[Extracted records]
====================

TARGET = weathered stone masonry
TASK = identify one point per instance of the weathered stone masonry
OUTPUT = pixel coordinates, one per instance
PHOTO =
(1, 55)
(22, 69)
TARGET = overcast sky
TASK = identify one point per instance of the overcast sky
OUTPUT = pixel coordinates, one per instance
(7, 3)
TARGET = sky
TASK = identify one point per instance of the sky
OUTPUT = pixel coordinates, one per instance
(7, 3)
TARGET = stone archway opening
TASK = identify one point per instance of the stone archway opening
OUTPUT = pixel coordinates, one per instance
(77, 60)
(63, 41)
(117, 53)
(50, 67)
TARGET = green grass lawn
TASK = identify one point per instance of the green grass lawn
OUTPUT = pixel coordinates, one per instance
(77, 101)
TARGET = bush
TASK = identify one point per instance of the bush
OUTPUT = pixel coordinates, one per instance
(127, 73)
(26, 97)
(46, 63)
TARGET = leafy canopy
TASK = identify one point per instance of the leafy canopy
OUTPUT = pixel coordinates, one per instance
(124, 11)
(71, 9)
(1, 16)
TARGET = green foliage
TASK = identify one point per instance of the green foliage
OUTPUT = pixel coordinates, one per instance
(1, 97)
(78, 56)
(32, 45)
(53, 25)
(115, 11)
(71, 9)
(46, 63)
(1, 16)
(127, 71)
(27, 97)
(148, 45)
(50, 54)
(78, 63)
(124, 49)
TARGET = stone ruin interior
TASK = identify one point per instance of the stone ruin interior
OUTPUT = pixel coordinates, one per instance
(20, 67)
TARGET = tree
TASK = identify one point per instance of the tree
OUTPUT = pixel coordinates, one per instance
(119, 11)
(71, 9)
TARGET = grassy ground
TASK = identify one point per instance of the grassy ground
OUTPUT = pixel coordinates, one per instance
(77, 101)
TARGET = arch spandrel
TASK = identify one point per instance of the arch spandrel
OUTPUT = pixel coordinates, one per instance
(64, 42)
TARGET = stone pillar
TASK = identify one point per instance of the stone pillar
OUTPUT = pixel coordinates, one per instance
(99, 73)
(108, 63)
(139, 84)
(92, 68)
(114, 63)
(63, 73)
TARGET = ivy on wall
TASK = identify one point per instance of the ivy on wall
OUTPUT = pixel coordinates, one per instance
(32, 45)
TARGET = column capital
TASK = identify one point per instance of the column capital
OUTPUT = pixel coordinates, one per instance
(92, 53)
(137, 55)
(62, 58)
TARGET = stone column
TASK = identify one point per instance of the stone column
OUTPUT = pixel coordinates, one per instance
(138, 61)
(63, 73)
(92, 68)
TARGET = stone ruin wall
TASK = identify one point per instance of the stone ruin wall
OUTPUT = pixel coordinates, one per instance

====================

• YOUR TASK: What you need to do is repeat every record above exactly.

• WORKED SOLUTION:
TARGET = weathered stone masonry
TASK = identify one point per instance of the weathered stone masonry
OUTPUT = pixel coordinates, one per instance
PHOTO =
(1, 55)
(22, 69)
TARGET = overcast sky
TASK = identify one point per instance of the overcast sky
OUTPUT = pixel coordinates, one per instance
(7, 3)
TARGET = sky
TASK = identify one point per instance of the sky
OUTPUT = pixel coordinates, one per instance
(7, 3)
TARGET = stone archway opening
TASK = identify one point per instance of the stone archway opening
OUTPUT = pixel coordinates, one per instance
(77, 60)
(63, 41)
(117, 53)
(50, 67)
TARGET = green grass lawn
TASK = identify one point per instance of the green grass lawn
OUTPUT = pixel coordinates, one per instance
(77, 101)
TARGET = bush
TASK = identify one point per instance of the bush
OUTPUT = pixel coordinates, one per instance
(127, 73)
(26, 97)
(46, 63)
TARGET = leafy canopy
TASK = identify one point per instance of the leafy canopy
OUTPUT = pixel coordinates, one per instance
(124, 11)
(71, 9)
(1, 16)
TARGET = green foliage
TASK = identify one point per instance of the green foliage
OUTPUT = pixel coordinates, one per instance
(1, 97)
(78, 56)
(32, 45)
(53, 25)
(115, 11)
(71, 9)
(46, 63)
(1, 16)
(127, 71)
(27, 97)
(148, 45)
(50, 54)
(78, 63)
(124, 49)
TARGET = stone ruin interior
TASK = identify one point per instance of the stone ruin interior
OUTPUT = pixel coordinates, one per instance
(20, 67)
TARGET = tree
TASK = identify one point per instance of the tree
OUTPUT = pixel coordinates, one per instance
(119, 11)
(71, 9)
TARGET = grassy ground
TASK = identify one point per instance of the grassy ground
OUTPUT = pixel coordinates, one per instance
(77, 101)
TARGET = arch spandrel
TASK = identify one point per instance of the arch spandrel
OUTPUT = pixel coordinates, one per instance
(64, 42)
TARGET = stone pillar
TASK = identify one point per instance of the stone pillar
OUTPUT = pixel coordinates, one per instance
(99, 73)
(108, 63)
(139, 84)
(92, 68)
(114, 63)
(63, 73)
TARGET = ivy on wall
TASK = identify one point per instance of the ivy on wall
OUTPUT = pixel coordinates, one per instance
(32, 45)
TARGET = column capital
TASK = identify one point per instance of the column capital
OUTPUT = pixel coordinates, one per instance
(92, 53)
(137, 55)
(62, 58)
TARGET = stone column
TASK = identify one point per instance of the stone column
OUTPUT = pixel coordinates, one per instance
(138, 61)
(63, 73)
(92, 68)
TARGET = stone ruin wall
TASK = identify one point per instance of the stone ruin wall
OUTPUT = pixel coordinates, one per instance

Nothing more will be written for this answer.